__Extract provided__.
....................

The Supreme Court yesterday found a Taichung borough warden guilty of using violence to prevent people from conducting a recall campaign, the first ruling of its kind by the court.
Baoshan Borough (寶山) Warden Liao Cheng-yuan (廖振源), 66, was found guilty of assaulting an Appendectomy Project volunteer, who was campaigning to recall then-legislator Tsai Chin-lung (蔡錦隆) of the Chinese Nationalist Party (KMT) in 2014.
The court ruled that Liao had breached Article 98 of the Civil Servants Election and Recall Act (公職人選舉罷免法) — the first time the Supreme Court found someone guilty of using violence to impede a recall campaign — and upheld his four-month jail sentence, which can be commuted to a NT$120,000 fine.
Photo: Liu Hsin-de, Taipei Times
The court stripped Liao of his position and barred him from holding office for a year, making him ineligible to run in this year’s election.

....................

__Requirement__.
Copy the part of the article on the recall ruling that opens with the words containing "Baoshan Borough (寶山)" and closes with "this year’s election.", putting "prison term" in place of "jail sentence".

Items from a dataset:
....................

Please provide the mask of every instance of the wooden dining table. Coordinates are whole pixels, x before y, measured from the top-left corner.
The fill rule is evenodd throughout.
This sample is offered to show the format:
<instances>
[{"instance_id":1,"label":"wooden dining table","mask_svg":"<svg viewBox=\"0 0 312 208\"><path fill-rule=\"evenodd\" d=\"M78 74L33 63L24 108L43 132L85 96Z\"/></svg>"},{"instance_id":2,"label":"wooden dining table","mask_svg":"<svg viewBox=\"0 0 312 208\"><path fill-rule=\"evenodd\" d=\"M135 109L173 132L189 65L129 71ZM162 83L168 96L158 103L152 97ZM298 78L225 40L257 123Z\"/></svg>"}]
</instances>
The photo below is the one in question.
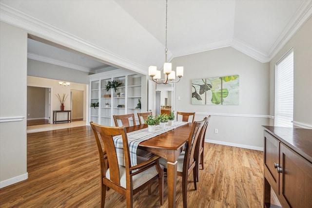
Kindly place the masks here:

....................

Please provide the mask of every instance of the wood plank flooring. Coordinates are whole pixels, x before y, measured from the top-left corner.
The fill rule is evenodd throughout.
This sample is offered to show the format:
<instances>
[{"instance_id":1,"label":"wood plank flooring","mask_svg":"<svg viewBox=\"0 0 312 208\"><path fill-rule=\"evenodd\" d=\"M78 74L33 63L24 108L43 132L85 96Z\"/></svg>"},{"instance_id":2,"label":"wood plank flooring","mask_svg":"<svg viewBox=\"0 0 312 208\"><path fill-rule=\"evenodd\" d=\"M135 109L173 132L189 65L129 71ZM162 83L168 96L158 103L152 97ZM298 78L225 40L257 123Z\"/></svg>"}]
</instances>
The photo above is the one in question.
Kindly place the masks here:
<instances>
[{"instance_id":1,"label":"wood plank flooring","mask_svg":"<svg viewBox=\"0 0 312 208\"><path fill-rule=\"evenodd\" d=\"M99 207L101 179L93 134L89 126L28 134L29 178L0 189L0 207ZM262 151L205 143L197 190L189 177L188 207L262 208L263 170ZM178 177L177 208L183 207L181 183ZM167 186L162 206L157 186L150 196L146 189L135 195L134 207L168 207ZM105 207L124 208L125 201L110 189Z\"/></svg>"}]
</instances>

....................

__Answer to this task__.
Baoshan Borough (寶山) Warden Liao Cheng-yuan (廖振源), 66, was found guilty of assaulting an Appendectomy Project volunteer, who was campaigning to recall then-legislator Tsai Chin-lung (蔡錦隆) of the Chinese Nationalist Party (KMT) in 2014.
The court ruled that Liao had breached Article 98 of the Civil Servants Election and Recall Act (公職人選舉罷免法) — the first time the Supreme Court found someone guilty of using violence to impede a recall campaign — and upheld his four-month prison term, which can be commuted to a NT$120,000 fine.
Photo: Liu Hsin-de, Taipei Times
The court stripped Liao of his position and barred him from holding office for a year, making him ineligible to run in this year’s election.